- [Work instructions] Below are some records; output all of them exactly as they read.

- [The input]
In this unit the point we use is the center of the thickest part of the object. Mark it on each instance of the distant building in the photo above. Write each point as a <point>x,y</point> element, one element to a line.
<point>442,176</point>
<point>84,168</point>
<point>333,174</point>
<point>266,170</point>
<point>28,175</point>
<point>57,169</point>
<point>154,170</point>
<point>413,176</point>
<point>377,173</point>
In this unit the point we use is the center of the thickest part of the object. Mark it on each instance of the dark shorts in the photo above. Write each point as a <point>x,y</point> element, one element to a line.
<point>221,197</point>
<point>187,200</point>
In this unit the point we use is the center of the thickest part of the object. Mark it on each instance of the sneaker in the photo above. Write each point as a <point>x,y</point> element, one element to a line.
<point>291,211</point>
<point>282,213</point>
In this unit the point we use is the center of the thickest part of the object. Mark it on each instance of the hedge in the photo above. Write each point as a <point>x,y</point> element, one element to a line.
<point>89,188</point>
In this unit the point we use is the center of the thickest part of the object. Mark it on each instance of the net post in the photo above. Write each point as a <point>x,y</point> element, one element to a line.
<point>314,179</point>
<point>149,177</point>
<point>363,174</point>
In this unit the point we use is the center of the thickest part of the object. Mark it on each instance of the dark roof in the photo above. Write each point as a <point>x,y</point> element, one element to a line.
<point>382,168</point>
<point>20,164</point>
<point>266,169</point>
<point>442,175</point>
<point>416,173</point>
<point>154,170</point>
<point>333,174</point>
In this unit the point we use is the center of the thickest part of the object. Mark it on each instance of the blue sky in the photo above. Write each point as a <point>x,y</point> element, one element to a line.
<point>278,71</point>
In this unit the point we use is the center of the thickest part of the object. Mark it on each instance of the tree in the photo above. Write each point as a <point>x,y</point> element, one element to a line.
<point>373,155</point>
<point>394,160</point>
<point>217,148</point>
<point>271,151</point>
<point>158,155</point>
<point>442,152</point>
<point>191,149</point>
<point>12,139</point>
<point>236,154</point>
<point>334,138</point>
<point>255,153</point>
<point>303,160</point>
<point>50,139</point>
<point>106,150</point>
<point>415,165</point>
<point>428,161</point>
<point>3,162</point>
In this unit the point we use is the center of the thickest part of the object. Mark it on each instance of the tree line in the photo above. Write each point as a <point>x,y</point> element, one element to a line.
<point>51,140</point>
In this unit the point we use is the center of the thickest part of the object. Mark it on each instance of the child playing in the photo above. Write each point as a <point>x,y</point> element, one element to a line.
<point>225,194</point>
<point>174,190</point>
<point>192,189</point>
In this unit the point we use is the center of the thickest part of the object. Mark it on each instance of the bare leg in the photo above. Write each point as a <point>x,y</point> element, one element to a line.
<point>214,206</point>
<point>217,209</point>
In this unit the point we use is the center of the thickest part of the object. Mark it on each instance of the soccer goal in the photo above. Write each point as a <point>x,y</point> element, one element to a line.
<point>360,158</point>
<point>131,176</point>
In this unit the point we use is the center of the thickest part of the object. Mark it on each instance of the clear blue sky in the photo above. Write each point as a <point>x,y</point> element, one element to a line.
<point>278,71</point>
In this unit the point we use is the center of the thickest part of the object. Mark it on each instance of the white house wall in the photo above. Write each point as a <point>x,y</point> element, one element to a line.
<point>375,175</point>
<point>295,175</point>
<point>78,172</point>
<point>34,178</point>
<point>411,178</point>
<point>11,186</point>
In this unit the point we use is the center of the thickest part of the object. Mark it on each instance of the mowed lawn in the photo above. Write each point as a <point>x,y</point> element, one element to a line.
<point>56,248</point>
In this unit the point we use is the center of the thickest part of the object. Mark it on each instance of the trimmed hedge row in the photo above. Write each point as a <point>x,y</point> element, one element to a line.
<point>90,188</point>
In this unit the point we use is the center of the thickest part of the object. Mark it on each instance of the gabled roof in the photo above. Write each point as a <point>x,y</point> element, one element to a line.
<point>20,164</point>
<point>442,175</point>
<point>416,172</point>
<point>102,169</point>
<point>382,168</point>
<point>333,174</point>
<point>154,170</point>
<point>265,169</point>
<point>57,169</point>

- [Answer for the task]
In this unit the point we use is the center of the thickest part of the object. Mark it on each instance of the distant building in the photo above. Write each point as a <point>x,y</point> element, one element to a line.
<point>442,176</point>
<point>84,168</point>
<point>333,174</point>
<point>266,170</point>
<point>28,175</point>
<point>57,169</point>
<point>154,170</point>
<point>413,176</point>
<point>377,173</point>
In this unit the point we use is the center of the thickest part of the object. Mark it on each instance of the dark shorts in the photo above. Write each point as a <point>x,y</point> element, one element to a line.
<point>221,197</point>
<point>187,200</point>
In this unit the point we use is the center of the thickest part of the object. Mark it on each instance of the sneaker in the photo above. Write each point as a <point>x,y</point> element, one element to a line.
<point>291,211</point>
<point>282,213</point>
In this unit the point we use is the center of the thickest part of the object. Mark it on each instance of the hedge in the photo above. Write each point as a <point>x,y</point> element, one element to a line.
<point>89,188</point>
In this unit the point we use is the center of the thickest part of the object. Mark it on each instance of the net post in the photo above. Write each point as a <point>x,y</point> element, one element to a line.
<point>314,179</point>
<point>149,177</point>
<point>363,174</point>
In this unit the point we use is the center of the thickest part of the object. Mark it on each instance of the dark roof in the photo above. Write each point as a <point>x,y</point> element, one element to a line.
<point>382,168</point>
<point>20,164</point>
<point>266,169</point>
<point>442,175</point>
<point>416,173</point>
<point>154,170</point>
<point>333,174</point>
In this unit the point we use is the center of the thickest part of the object. Mark it on each instance of the blue sky in the photo above. Write each point as a <point>x,y</point> element, one element to a line.
<point>278,71</point>
In this unit the point we use is the center of the thickest part of the object. Mark it on each instance of the tree in the photo above. Write each point as a <point>x,y</point> element, one element to a line.
<point>373,155</point>
<point>394,160</point>
<point>217,148</point>
<point>271,151</point>
<point>158,155</point>
<point>442,152</point>
<point>191,149</point>
<point>12,139</point>
<point>236,154</point>
<point>334,138</point>
<point>255,153</point>
<point>303,160</point>
<point>50,139</point>
<point>106,150</point>
<point>415,165</point>
<point>428,161</point>
<point>3,162</point>
In this unit the point we use is the center of the thickest part of the object. Mark it on each instance of the tree line in the photo above. Write each point as a <point>x,y</point> element, one element to a line.
<point>51,140</point>
In this unit the point we use is the center of the thickest part of the object. Mark it on each instance of the child playing in the photo above. Write each point as a <point>x,y</point> element, one element to a line.
<point>225,194</point>
<point>174,190</point>
<point>192,189</point>
In this unit the point we use is the center of the thickest part of the object. Mark it on each instance of the bare leg in the photo above. Write each point as a <point>x,y</point> element, one element to a line.
<point>214,206</point>
<point>217,209</point>
In this unit the point we use is the center of the thickest part of the object. Mark it on each instance of the soccer goal in the photo above. Write each point as a <point>x,y</point> element, one element to a line.
<point>360,158</point>
<point>131,176</point>
In this unit the point we use is the center of the thickest part of the object. Mark it on each instance of the clear blue sky in the photo above. Write each point as a <point>x,y</point> element, one element to a line.
<point>278,71</point>
In this unit the point we use is the center of the thickest part of the object. Mark it on each instance of the white house wall in the photo above. Write each point as a <point>x,y</point> element, one element to a line.
<point>375,175</point>
<point>295,175</point>
<point>78,172</point>
<point>34,178</point>
<point>411,178</point>
<point>11,186</point>
In this unit the point we use is the center of the thickest part of the object. Mark it on each instance of the mowed lawn in the photo above. Write each point as a <point>x,y</point> element, one element to a line.
<point>56,248</point>
In this unit the point we use is the center of the thickest part of the object. Mark it on each instance of the trimmed hedge row in the photo above. Write each point as a <point>x,y</point> element, one element to a line.
<point>90,188</point>
In this unit the point we use is the center of the thickest part of the object. Mark it on each instance of the gabled roof in the photo above. Write each point as a <point>x,y</point> element, one element to a line.
<point>20,164</point>
<point>442,175</point>
<point>416,172</point>
<point>102,169</point>
<point>382,168</point>
<point>333,174</point>
<point>154,170</point>
<point>265,169</point>
<point>57,169</point>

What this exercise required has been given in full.